• REQUIREMENTS:
Collect every line in the items below that contains the word "green", and copy each one out in full.

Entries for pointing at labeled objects
[Begin]
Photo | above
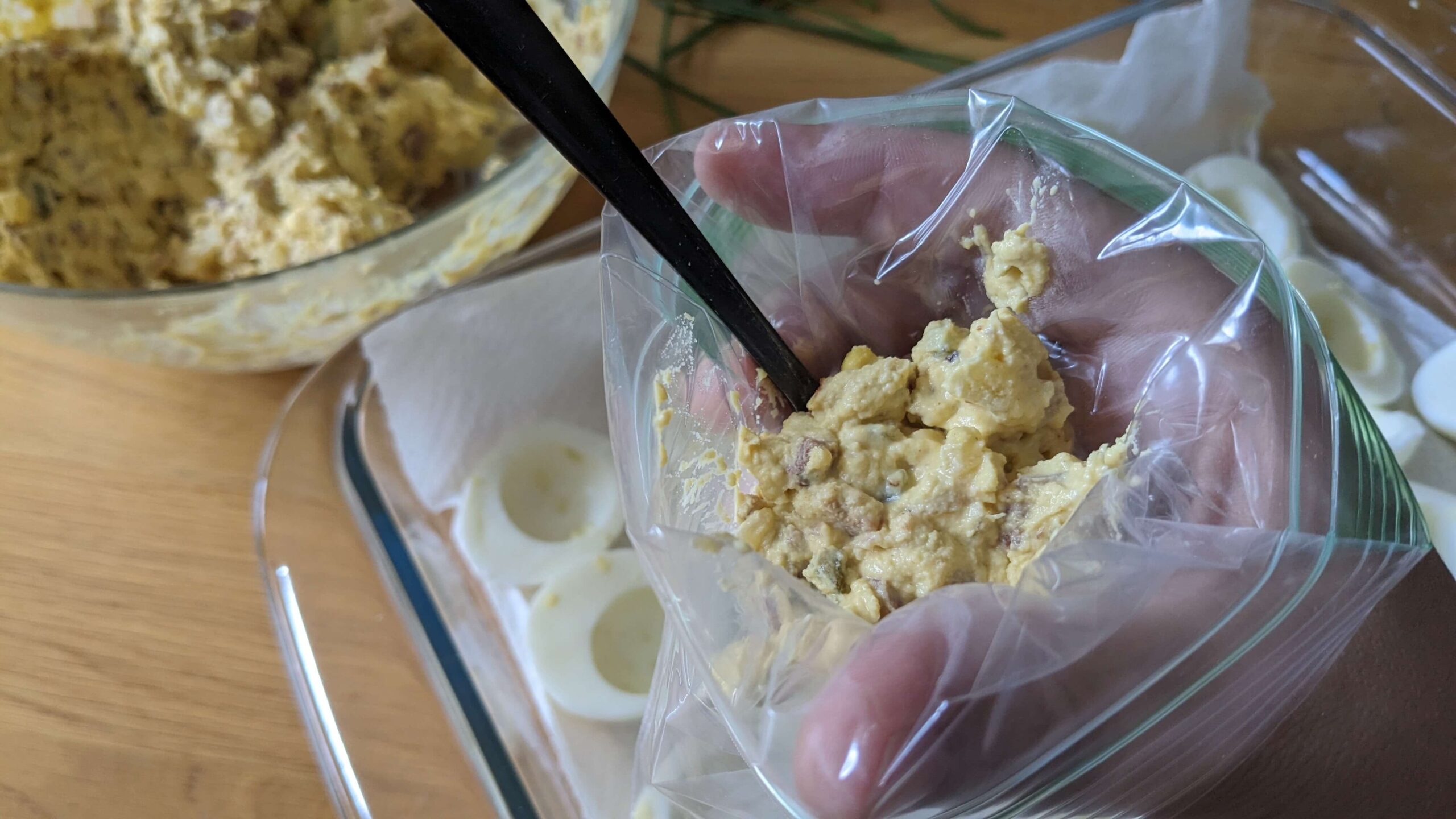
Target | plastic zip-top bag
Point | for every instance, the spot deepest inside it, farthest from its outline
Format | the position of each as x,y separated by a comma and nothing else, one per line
1200,586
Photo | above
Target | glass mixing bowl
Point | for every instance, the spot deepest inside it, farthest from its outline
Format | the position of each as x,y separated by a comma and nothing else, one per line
300,315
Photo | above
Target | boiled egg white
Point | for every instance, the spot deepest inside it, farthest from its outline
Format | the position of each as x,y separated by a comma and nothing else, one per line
542,500
593,631
1434,391
1351,331
1254,196
1401,431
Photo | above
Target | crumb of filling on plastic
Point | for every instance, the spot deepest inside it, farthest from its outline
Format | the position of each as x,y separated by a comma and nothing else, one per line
908,475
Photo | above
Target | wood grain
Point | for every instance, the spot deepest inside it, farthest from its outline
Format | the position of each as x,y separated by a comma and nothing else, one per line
139,675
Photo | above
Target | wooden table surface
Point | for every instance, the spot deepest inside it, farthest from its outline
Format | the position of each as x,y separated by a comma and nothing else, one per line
139,674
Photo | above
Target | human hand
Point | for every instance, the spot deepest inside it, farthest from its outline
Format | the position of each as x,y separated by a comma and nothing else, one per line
905,725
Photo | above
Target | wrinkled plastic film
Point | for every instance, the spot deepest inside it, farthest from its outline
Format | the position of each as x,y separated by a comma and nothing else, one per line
1193,597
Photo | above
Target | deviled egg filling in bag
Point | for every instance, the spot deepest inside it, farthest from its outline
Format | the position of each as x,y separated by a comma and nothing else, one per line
1196,592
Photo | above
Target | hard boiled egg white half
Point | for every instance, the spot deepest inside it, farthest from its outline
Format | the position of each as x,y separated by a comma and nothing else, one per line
1254,196
1351,330
542,500
1434,391
593,633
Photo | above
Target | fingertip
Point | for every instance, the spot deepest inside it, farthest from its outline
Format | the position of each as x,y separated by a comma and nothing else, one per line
859,722
739,165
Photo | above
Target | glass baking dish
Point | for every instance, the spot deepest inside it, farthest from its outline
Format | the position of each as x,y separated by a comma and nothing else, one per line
378,636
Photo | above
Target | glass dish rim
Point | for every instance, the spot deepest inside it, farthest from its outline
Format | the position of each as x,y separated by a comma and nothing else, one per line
1299,330
328,761
610,65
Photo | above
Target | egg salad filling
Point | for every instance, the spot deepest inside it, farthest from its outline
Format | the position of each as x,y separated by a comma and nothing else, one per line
911,474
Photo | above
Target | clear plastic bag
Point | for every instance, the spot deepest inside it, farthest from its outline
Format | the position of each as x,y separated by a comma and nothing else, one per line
1189,602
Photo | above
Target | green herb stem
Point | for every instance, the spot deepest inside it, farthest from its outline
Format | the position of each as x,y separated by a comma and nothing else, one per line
676,86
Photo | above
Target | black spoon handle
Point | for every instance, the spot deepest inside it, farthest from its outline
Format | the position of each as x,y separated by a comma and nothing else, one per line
514,48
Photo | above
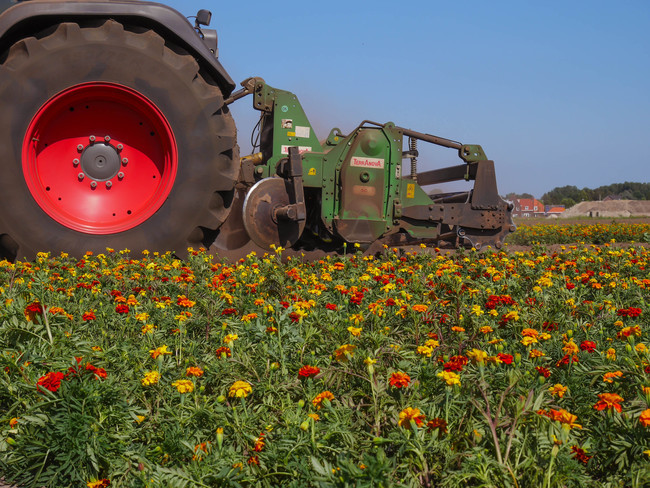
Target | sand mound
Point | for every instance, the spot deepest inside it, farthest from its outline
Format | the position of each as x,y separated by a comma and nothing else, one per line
613,208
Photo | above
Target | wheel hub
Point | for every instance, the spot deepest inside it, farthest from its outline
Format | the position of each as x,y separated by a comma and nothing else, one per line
101,162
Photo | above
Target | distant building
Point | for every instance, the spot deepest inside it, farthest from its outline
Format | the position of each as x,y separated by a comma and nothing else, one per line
528,207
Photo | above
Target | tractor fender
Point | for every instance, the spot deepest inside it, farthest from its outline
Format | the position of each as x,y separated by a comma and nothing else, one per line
26,18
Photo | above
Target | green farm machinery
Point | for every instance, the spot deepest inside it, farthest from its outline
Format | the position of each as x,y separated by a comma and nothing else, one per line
116,133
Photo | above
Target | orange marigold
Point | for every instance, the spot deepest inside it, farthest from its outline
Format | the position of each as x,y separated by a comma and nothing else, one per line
318,401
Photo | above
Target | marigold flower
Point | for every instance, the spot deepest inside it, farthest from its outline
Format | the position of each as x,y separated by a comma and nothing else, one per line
355,331
344,353
308,371
51,381
609,377
644,418
410,414
150,378
558,390
399,380
437,423
449,377
194,371
160,351
90,315
223,352
321,397
609,401
240,389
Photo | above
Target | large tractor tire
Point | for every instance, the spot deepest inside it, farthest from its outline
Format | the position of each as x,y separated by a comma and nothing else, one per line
110,138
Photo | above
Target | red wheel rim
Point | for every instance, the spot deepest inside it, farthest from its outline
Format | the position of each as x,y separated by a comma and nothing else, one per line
99,158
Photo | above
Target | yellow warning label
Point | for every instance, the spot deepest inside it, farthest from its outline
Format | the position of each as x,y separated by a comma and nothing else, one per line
410,190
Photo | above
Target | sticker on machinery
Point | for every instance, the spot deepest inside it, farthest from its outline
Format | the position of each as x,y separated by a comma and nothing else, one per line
301,149
367,162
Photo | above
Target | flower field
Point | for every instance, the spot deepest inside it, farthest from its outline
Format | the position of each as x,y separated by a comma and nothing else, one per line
409,369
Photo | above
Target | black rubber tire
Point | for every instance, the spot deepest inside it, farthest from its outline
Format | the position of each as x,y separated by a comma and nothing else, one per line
37,68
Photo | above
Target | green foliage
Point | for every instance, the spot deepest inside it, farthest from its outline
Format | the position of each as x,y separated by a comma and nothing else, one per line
109,370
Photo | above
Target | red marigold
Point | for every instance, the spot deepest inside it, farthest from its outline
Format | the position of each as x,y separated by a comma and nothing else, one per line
399,380
308,371
589,346
51,381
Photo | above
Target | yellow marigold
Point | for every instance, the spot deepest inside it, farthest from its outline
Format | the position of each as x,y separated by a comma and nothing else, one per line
449,377
558,390
570,347
184,386
194,371
644,418
355,331
477,356
609,377
240,389
160,351
230,338
345,352
527,341
321,397
150,378
410,414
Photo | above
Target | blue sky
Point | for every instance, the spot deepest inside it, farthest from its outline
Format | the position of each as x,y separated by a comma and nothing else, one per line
557,93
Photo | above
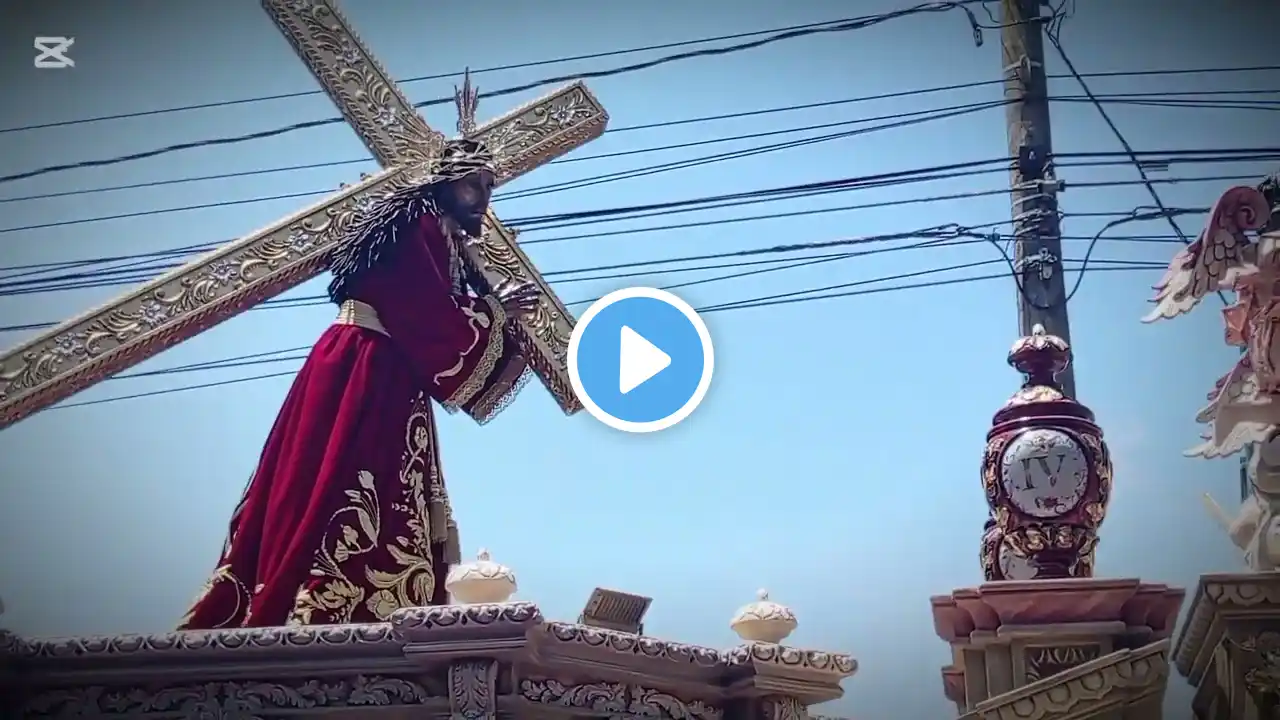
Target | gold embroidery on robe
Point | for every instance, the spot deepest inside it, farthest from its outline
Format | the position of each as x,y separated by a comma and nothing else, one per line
411,580
337,597
223,574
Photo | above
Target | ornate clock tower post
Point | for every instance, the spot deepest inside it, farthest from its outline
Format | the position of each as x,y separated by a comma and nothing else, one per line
1042,632
1046,473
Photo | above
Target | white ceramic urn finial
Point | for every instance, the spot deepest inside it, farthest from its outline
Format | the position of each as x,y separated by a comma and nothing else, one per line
481,580
763,620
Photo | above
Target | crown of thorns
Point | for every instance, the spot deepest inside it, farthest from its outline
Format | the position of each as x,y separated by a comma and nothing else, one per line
460,158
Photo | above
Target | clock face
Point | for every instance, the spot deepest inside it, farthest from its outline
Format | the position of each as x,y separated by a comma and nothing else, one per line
1045,473
1014,566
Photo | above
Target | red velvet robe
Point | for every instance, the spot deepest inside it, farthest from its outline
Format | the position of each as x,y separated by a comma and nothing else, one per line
346,518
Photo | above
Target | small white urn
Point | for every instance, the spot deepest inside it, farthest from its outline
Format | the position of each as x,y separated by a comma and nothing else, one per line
763,620
481,580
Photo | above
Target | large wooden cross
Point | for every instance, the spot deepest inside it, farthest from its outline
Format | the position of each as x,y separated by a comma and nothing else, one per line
195,297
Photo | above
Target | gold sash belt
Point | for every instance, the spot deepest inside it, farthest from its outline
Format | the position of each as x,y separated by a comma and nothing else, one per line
360,314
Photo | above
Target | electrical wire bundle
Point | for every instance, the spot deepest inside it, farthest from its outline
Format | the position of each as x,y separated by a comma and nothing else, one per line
127,269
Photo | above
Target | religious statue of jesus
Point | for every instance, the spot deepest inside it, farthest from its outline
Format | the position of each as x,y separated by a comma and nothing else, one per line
346,518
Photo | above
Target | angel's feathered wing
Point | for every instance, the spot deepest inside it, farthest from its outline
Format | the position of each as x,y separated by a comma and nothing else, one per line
1219,254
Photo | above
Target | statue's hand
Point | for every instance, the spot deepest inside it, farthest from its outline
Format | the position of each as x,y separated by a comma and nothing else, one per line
517,297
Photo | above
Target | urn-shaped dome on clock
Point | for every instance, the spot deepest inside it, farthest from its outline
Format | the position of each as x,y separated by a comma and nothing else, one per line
1046,473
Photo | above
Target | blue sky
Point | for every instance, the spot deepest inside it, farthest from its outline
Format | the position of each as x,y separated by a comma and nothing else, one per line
835,458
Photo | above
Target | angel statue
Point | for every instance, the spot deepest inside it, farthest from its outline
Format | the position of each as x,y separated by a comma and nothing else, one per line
1243,408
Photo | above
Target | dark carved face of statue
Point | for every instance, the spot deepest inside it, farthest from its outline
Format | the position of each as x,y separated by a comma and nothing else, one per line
466,200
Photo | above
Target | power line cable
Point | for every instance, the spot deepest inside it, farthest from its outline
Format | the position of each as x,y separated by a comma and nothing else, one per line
842,26
583,182
560,276
721,308
1115,130
1120,99
430,77
113,278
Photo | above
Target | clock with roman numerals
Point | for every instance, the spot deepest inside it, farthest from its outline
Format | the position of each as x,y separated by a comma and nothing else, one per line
1045,473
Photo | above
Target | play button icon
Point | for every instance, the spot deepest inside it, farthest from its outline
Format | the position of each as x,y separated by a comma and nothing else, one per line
640,360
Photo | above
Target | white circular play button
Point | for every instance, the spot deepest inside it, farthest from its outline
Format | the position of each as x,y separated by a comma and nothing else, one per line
640,360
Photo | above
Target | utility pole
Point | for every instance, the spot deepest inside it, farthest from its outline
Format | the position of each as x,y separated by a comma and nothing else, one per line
1037,236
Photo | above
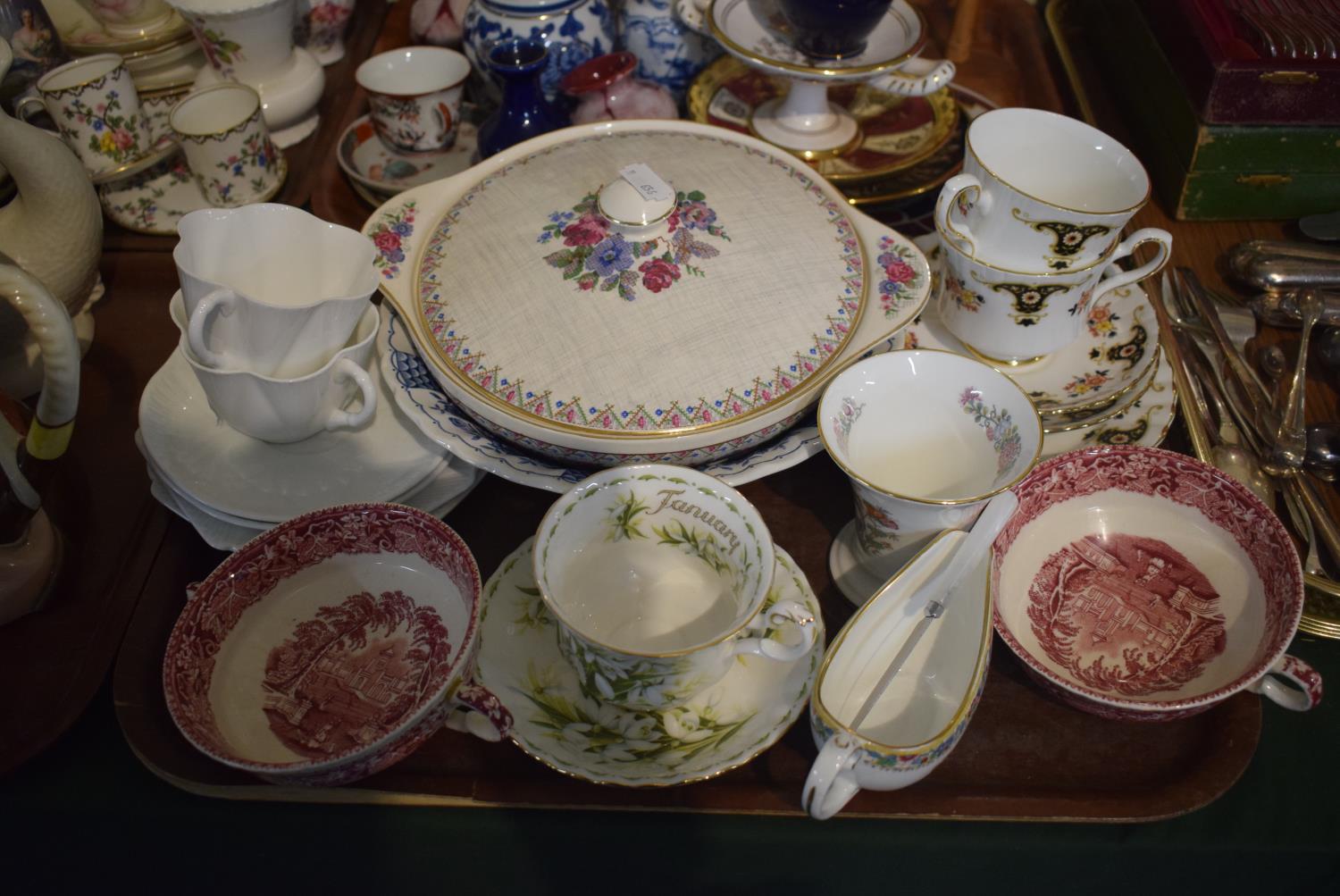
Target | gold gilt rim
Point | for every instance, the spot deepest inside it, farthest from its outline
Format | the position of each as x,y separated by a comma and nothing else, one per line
954,502
788,401
1099,402
560,507
1109,413
965,705
1131,209
884,64
945,118
768,742
264,197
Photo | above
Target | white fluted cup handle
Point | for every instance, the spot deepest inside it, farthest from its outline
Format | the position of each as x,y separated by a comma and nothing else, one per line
345,372
831,783
917,78
776,616
222,299
1307,684
954,190
1146,235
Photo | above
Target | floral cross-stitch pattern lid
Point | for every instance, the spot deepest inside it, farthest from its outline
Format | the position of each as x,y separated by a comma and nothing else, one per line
745,284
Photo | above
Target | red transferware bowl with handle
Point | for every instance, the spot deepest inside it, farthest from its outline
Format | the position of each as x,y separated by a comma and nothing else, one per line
1142,584
331,646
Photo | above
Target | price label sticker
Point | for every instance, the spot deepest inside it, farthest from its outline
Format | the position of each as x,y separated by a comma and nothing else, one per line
648,182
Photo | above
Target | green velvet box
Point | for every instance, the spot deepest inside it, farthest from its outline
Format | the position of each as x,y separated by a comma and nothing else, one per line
1210,172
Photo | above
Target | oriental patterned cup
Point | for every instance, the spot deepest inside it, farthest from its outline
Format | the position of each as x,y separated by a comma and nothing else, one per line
227,145
657,576
96,107
1040,192
926,439
415,96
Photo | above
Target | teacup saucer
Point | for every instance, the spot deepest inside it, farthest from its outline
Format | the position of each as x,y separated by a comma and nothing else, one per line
163,149
721,729
1110,359
763,45
220,467
155,200
423,401
366,160
897,131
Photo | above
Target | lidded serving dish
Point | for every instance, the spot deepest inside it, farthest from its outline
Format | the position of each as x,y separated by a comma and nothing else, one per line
634,291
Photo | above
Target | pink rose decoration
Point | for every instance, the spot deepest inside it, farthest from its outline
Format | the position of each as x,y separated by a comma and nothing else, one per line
584,232
900,271
658,273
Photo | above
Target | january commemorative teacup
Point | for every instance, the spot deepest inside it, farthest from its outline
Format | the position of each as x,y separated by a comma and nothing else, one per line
1040,192
227,145
1010,316
926,439
270,289
339,396
96,107
415,96
658,579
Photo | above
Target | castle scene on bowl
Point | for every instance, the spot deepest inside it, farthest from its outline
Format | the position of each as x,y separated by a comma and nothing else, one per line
605,389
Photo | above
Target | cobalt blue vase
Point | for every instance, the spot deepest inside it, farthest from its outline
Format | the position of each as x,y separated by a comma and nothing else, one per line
524,112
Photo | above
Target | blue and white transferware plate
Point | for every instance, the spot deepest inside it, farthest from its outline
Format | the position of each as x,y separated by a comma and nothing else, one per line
420,397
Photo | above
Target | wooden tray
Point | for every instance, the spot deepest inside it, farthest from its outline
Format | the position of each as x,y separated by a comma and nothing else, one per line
308,157
1023,757
54,660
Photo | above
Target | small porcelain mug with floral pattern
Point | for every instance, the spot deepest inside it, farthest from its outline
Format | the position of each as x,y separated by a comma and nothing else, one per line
1013,316
926,439
96,107
415,96
227,145
659,577
1040,192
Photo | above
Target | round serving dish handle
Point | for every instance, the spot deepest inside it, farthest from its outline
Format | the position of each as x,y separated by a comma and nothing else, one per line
917,78
1305,691
830,783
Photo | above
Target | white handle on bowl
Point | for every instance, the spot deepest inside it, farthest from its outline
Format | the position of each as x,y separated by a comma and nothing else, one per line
917,78
1307,684
1147,235
21,109
830,783
222,299
949,195
343,372
777,615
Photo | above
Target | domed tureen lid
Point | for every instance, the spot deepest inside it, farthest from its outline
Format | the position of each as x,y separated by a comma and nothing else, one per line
641,283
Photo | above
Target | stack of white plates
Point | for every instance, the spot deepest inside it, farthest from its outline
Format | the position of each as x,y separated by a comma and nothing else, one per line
230,486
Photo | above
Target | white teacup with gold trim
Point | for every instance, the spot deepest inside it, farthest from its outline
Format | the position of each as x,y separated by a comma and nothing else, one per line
1040,192
657,576
227,145
96,107
1013,316
926,439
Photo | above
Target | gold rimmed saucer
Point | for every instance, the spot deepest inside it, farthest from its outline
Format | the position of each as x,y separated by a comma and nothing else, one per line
897,133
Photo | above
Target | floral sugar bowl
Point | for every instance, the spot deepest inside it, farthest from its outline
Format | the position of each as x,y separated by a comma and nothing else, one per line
574,31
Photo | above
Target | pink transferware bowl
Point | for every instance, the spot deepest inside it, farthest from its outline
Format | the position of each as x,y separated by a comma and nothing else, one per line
1142,584
331,646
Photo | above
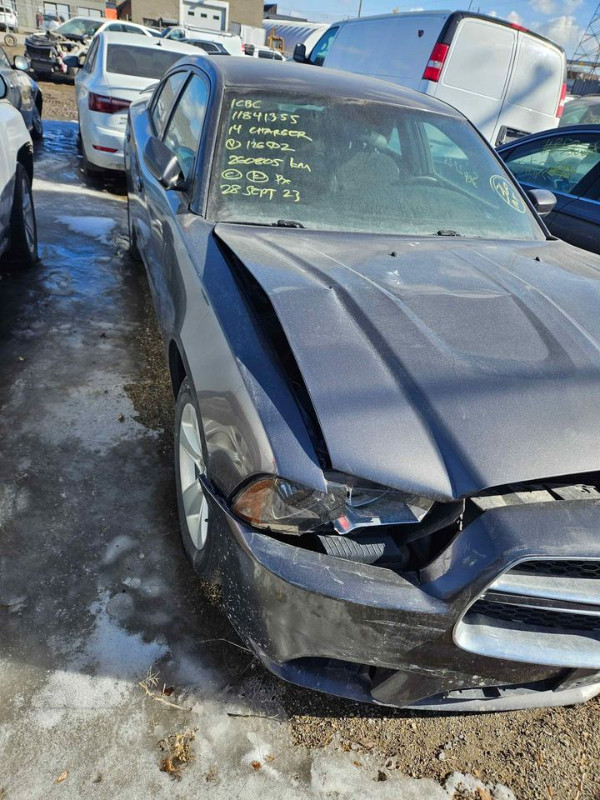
[End]
• TASK OUTPUT:
Target | green herb stem
Target | green farm machinery
Target | green foliage
Target | green velvet box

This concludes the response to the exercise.